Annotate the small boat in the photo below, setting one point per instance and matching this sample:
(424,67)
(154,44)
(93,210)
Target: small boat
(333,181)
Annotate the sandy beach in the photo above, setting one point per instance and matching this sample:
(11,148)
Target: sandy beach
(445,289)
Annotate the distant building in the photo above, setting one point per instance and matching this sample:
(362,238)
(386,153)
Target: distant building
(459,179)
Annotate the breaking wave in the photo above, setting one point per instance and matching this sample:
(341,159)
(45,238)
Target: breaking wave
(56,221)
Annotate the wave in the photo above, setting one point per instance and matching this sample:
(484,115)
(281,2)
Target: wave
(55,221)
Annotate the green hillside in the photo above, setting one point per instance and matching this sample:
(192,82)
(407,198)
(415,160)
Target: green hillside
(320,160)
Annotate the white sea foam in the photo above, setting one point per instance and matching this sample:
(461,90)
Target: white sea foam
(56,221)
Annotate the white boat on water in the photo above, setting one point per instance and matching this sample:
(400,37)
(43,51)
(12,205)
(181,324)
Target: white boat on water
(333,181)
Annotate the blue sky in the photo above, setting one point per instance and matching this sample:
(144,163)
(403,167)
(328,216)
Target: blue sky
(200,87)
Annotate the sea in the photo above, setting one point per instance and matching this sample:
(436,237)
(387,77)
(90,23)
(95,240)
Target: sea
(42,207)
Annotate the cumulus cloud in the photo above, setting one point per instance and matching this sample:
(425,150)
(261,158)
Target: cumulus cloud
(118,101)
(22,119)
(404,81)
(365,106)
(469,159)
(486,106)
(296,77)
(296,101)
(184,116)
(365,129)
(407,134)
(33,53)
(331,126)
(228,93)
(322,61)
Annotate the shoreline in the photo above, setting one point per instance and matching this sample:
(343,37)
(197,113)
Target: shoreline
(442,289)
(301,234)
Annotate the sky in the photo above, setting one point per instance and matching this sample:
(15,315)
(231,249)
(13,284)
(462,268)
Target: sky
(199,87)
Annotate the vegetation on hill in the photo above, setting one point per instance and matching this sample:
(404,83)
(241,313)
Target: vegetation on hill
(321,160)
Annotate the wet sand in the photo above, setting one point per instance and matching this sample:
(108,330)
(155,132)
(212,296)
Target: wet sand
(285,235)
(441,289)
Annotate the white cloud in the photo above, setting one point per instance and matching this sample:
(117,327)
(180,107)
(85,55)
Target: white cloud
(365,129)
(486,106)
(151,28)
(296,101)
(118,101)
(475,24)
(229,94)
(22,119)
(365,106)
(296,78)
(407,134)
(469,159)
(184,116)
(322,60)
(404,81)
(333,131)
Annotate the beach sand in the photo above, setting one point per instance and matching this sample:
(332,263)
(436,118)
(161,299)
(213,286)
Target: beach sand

#####

*EXERCISE BRIEF*. Word for word, restate all of the data shown above.

*WORKED ANSWER*.
Annotate the small boat in the photo below, setting one point per instance and matching this sample:
(424,67)
(154,44)
(93,210)
Target: small boat
(333,181)
Annotate the sandy beach in the photo above, setting one point per instance and matching this sample:
(11,148)
Target: sandy beach
(445,289)
Annotate the distant building in the photo above, setting one point per instance and matching this sample:
(362,238)
(386,153)
Target: distant building
(459,179)
Annotate the breaking wave in the photo above, setting one point per instance and matching this sample:
(341,159)
(45,238)
Target: breaking wave
(56,221)
Annotate the wave in the photo above, setting one point per instance and matching this sample:
(484,115)
(281,2)
Target: wave
(55,221)
Annotate the green hillside in the photo above, setting one point per instance and matching this sample:
(192,82)
(407,198)
(415,160)
Target: green hillside
(320,160)
Annotate the white sea foam in the photo above, setting one point per instance and matching this sample:
(461,90)
Target: white sea foam
(56,221)
Annotate the white boat on water in the photo above, setting one point per instance and matching this sample:
(400,37)
(43,51)
(12,205)
(181,324)
Target: white boat on water
(333,181)
Annotate the blue sky in the photo above, setting one point per instance and matching this sample:
(144,163)
(403,167)
(328,216)
Target: blue sky
(200,87)
Annotate the sea in the photo above, setting one point per instance and matching this sample:
(436,237)
(387,77)
(90,23)
(95,240)
Target: sea
(42,207)
Annotate the cumulus cloud in the photo above, setting one point per instance and matching this sample:
(425,150)
(261,158)
Target: cumulus cloud
(118,101)
(22,119)
(404,81)
(365,106)
(469,159)
(486,106)
(296,77)
(296,101)
(184,116)
(365,129)
(407,134)
(33,53)
(331,126)
(228,93)
(322,61)
Annotate the shoreline in the photo above, setting one point per instance and matching this sample:
(343,37)
(197,113)
Target: shoreline
(442,289)
(301,234)
Annotate the sky in the photo above, setting one point per instance and matching this sample:
(15,315)
(231,249)
(13,284)
(462,268)
Target: sky
(199,87)
Annotate the vegetation on hill in the photo above, setting one point per instance and matching this sample:
(404,83)
(241,313)
Target: vegetation on hill
(321,160)
Annotate the wet sand in the photo above, setting one point per instance and matching this sample:
(108,330)
(155,132)
(212,296)
Target: wet sand
(285,235)
(441,289)
Annotate the white cloud in the photo above, setting one point per instance and matching this sample:
(117,327)
(180,107)
(85,55)
Target: white cloud
(365,129)
(486,106)
(151,28)
(296,101)
(118,101)
(475,24)
(229,94)
(22,119)
(365,106)
(296,78)
(407,134)
(469,159)
(184,116)
(322,60)
(404,81)
(333,131)
Annotate the beach sand in the photo above, setting one point per instance and matching this sample:
(332,263)
(436,118)
(161,299)
(213,286)
Target: beach sand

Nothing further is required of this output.